Rewrite the data starting at the line that contains "shop awning in the photo above." and ending at the end of the data, with "lesson" replaced by "unit" and everything else left unchanged.

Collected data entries
----------
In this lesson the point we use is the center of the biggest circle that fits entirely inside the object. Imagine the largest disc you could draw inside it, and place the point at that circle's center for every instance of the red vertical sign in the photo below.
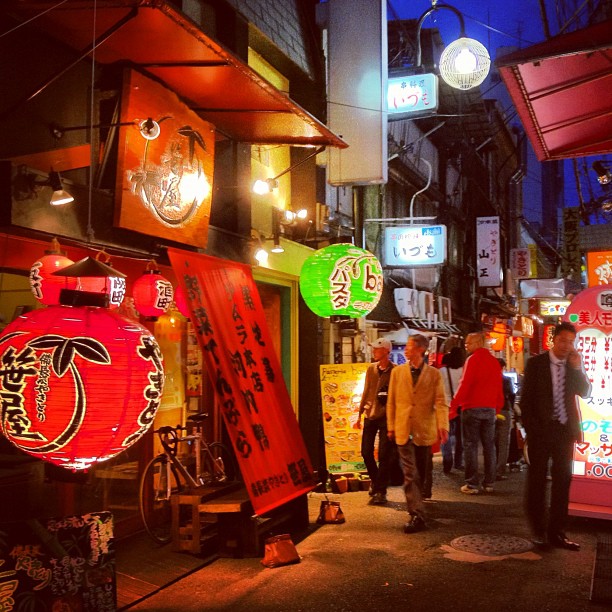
(231, 328)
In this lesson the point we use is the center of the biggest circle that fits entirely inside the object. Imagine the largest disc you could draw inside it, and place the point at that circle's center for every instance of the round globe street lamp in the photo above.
(465, 63)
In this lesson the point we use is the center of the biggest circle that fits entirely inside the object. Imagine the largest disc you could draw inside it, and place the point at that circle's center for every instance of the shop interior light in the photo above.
(603, 174)
(264, 186)
(465, 63)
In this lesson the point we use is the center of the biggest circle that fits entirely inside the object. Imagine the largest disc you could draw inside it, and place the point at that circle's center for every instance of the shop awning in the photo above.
(562, 90)
(157, 39)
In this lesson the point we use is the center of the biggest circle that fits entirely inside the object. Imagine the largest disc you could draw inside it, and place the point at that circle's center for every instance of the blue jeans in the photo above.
(452, 450)
(479, 426)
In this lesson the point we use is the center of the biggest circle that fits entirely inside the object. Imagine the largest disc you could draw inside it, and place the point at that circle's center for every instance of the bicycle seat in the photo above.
(198, 418)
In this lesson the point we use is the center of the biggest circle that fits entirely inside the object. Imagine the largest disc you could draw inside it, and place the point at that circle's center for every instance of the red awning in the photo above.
(157, 39)
(562, 90)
----------
RESPONSE:
In this unit the point we use is the center of the biggest circle that fits entirely inside the object. Imagine the largest disc you could draw inside it, and place the point at that circle's center for every instance of the shop awning in the photo above.
(562, 90)
(157, 39)
In this unit the point we use is the center of the biggest circle that fits entirely inside the object. Imagine the largest disc you could draw inside it, and place the point at that circle's center for every instance of the blue jeans in the photo above.
(452, 450)
(479, 426)
In this unit the point we use is the center of the biggest circle that fits entirely inside the object. Imagine the largest disc you could draw inside it, and place the point at that circle's center for every instance of the bicycle seat in the photo above.
(198, 418)
In this unit the point we use is the center of the biggest circle that fits entirely inside the object. Imagine the largest disc you could draw inside it, and place the point at that circle's center for every instance of the red awning in the photo above.
(157, 39)
(562, 90)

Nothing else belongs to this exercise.